> _Task objective_:
Emit the line that holds "sample: [360, 180]." and all lines following it through the end of the data, verbatim, and nothing else.
===
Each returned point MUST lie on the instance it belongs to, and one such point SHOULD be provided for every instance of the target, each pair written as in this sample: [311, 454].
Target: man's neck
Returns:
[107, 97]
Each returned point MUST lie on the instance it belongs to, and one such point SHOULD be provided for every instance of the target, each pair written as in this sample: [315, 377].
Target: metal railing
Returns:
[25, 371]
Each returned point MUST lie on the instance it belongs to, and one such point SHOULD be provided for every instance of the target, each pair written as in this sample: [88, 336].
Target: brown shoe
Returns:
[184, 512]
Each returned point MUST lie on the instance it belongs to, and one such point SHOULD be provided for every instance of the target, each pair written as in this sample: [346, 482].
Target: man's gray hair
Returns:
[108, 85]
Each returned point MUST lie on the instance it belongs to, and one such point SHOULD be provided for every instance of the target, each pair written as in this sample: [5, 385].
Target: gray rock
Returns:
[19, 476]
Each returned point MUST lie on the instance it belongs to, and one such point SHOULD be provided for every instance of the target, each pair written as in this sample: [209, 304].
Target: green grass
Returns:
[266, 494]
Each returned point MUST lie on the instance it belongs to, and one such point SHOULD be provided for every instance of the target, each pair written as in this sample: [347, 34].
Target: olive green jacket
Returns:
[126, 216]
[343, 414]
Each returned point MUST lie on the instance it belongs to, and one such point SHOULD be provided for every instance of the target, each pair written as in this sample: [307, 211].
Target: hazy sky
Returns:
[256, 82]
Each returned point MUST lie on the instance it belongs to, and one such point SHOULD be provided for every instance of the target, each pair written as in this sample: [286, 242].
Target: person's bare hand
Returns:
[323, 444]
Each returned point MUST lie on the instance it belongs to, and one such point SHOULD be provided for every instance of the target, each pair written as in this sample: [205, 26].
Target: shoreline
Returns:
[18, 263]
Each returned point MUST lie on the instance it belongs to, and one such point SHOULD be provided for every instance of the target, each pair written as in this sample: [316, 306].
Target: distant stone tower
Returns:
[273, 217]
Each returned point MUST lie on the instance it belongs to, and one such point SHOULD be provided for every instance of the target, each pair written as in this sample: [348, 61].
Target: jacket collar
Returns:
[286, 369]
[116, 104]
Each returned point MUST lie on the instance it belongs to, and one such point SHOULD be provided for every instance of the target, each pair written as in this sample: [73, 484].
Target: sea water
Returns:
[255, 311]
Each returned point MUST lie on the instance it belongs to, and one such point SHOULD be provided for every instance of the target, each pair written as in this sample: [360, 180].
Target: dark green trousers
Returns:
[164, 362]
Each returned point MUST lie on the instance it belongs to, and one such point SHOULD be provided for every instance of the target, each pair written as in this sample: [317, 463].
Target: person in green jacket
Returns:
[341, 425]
===
> _Result of the exercise_:
Each returned point MUST lie on the instance it belongs to, and one such point SHOULD be provided for every instance of the target, each pair written as in this sample: [360, 180].
Target: dark green trousers
Returns:
[164, 362]
Each returned point MUST lie on the instance it belongs to, and one such point SHOULD be provided for every instance of the target, each pair written as in this sample: [317, 463].
Target: person in green jacket
Returns:
[341, 425]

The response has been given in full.